> _Goal A_
Which functions does the AMD comparison excerpt write with a trailing pair of parentheses? List all of them.

> _Selected excerpt_

Note: If you want both the AMD and PDD of a crystal, first get the PDD and then use
amd.PDD_to_AMD() to get the AMD from it to save time.
Comparing by AMD
Any metric can be used to compare AMDs, but the amd.compare module has functions to compare for you.
Most useful are compare.AMD_pdist() and compare.AMD_cdist(), which mimic
the interface of scipy’s functions pdist and cdist. pdist takes one set and
compares all elements pairwise, whereas cdist takes two sets and compares elements in
one with the other. cdist returns a 2D distance matrix, but pdist returns a
condensed distance matrix (see scipy’s pdist function).
The default metric for AMD comparisons is l-infinity, but it can be changed to any metric
accepted by scipy’s pdist/cdist.

> _Goal B_
Copy the entries word for word, from their first line up to and including the line with "[0,0,381,188]".

> _Information supplied_
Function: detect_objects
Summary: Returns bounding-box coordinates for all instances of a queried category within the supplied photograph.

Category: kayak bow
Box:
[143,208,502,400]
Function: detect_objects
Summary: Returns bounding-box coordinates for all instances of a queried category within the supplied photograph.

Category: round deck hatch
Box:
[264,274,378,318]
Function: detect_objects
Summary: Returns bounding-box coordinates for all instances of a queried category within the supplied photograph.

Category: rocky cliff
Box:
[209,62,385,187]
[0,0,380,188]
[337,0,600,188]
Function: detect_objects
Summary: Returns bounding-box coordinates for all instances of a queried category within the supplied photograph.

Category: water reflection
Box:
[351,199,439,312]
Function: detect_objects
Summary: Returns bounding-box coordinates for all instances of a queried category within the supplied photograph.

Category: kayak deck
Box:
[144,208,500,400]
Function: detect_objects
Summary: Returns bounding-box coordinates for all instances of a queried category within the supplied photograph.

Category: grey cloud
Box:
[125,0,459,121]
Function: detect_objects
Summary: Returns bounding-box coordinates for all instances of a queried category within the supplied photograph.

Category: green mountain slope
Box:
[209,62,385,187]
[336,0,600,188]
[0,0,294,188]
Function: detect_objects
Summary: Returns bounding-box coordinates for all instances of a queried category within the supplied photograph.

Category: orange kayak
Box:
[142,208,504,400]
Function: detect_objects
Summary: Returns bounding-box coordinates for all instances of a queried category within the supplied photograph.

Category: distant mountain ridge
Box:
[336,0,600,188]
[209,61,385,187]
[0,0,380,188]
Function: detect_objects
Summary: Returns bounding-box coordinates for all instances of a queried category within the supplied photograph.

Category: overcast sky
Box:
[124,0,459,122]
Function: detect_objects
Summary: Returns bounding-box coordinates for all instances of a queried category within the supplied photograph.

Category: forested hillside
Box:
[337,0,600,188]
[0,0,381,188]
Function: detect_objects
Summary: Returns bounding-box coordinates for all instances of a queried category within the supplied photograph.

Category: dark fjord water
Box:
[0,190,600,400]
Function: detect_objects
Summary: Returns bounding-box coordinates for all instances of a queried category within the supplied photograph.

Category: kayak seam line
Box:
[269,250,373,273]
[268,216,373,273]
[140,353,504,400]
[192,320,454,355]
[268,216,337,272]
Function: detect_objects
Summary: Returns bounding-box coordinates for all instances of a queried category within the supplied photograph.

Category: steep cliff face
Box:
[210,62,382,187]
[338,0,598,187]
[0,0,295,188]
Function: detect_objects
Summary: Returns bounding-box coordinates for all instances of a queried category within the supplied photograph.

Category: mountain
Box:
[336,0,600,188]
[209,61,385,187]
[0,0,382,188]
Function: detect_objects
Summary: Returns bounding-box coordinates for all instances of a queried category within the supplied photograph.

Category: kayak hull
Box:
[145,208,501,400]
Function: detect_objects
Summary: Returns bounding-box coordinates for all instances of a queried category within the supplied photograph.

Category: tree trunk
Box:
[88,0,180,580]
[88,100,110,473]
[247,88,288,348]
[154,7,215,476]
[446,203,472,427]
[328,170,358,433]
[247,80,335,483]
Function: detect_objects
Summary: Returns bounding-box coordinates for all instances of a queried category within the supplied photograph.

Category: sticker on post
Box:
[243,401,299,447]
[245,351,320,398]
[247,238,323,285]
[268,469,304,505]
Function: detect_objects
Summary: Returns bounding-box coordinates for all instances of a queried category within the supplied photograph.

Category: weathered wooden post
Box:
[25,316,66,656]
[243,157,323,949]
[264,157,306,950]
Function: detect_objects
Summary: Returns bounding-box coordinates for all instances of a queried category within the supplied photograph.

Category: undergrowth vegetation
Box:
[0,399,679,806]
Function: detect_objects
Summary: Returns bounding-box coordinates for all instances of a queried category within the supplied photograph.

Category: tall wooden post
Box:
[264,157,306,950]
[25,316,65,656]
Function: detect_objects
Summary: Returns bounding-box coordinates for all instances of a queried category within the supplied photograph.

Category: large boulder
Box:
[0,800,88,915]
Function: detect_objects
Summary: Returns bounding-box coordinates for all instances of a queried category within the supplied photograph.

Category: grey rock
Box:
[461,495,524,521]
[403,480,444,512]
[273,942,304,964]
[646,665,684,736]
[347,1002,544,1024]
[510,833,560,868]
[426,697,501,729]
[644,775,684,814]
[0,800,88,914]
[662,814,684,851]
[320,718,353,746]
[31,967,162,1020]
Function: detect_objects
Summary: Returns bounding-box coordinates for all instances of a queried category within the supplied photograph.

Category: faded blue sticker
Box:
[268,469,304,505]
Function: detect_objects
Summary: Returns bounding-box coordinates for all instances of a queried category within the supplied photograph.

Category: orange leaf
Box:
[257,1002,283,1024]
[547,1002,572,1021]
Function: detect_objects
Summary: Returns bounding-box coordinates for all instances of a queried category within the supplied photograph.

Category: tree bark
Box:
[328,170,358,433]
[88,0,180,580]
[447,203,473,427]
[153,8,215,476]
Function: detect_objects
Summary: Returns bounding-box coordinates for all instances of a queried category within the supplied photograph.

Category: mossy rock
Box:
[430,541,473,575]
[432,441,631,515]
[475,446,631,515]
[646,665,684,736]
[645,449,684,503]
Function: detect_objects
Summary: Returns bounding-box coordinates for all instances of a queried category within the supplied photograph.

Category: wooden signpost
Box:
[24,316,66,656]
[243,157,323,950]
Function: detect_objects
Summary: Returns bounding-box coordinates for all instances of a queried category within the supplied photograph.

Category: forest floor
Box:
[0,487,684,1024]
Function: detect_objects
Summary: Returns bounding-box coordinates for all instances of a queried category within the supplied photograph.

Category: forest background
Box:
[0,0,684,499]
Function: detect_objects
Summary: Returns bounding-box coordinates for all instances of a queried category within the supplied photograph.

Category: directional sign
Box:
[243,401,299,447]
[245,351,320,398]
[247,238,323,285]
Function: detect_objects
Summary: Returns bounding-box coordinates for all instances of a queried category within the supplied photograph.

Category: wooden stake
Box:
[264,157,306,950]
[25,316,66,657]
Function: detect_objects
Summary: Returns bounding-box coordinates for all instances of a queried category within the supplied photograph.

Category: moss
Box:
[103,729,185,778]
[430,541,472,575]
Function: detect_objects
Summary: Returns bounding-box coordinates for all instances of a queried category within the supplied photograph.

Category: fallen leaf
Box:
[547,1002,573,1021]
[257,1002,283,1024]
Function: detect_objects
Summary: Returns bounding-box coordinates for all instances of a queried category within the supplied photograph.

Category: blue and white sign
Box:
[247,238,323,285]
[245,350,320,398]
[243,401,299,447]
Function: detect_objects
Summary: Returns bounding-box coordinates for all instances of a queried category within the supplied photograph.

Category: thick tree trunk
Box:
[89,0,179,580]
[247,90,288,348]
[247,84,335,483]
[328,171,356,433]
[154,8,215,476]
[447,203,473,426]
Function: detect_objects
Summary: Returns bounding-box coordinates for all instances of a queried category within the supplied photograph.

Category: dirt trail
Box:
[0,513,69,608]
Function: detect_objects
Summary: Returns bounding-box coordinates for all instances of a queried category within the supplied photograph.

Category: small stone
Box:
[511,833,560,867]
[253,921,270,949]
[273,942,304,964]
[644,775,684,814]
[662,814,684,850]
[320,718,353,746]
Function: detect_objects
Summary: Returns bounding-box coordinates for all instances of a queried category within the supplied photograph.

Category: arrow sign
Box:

> _Worked solution A_
amd.PDD_to_AMD()
compare.AMD_pdist()
compare.AMD_cdist()

> _Worked solution B_
Function: detect_objects
Summary: Returns bounding-box coordinates for all instances of a queried category within the supplied photograph.

Category: kayak bow
Box:
[143,208,502,400]
Function: detect_objects
Summary: Returns bounding-box coordinates for all instances of a queried category within the supplied photograph.

Category: round deck hatch
Box:
[264,274,378,318]
Function: detect_objects
Summary: Returns bounding-box coordinates for all instances of a queried category within the supplied photograph.

Category: rocky cliff
Box:
[209,62,385,187]
[0,0,380,188]
[337,0,600,188]
Function: detect_objects
Summary: Returns bounding-box coordinates for all instances of a queried category within the supplied photograph.

Category: water reflection
Box:
[351,199,439,312]
Function: detect_objects
Summary: Returns bounding-box coordinates for all instances of a queried category within the supplied photograph.

Category: kayak deck
Box:
[144,208,500,400]
Function: detect_objects
Summary: Returns bounding-box coordinates for all instances of a queried category within the supplied photograph.

Category: grey cloud
Box:
[125,0,459,121]
Function: detect_objects
Summary: Returns bounding-box coordinates for all instances of a queried category within the supplied photograph.

Category: green mountain slope
Box:
[209,62,385,187]
[336,0,600,188]
[0,0,294,188]
Function: detect_objects
Summary: Returns bounding-box coordinates for all instances of a queried category within the supplied photograph.

Category: orange kayak
Box:
[142,208,504,400]
Function: detect_objects
Summary: Returns bounding-box coordinates for all instances of a queried category within the supplied photograph.

Category: distant mountain ridge
Box:
[336,0,600,188]
[209,61,385,187]
[0,0,380,188]
Function: detect_objects
Summary: Returns bounding-box coordinates for all instances of a queried category within the supplied photograph.

Category: overcast sky
Box:
[124,0,459,122]
Function: detect_objects
Summary: Returns bounding-box coordinates for all instances of a queried category within the supplied photograph.

Category: forested hillside
Box:
[337,0,600,188]
[0,0,381,188]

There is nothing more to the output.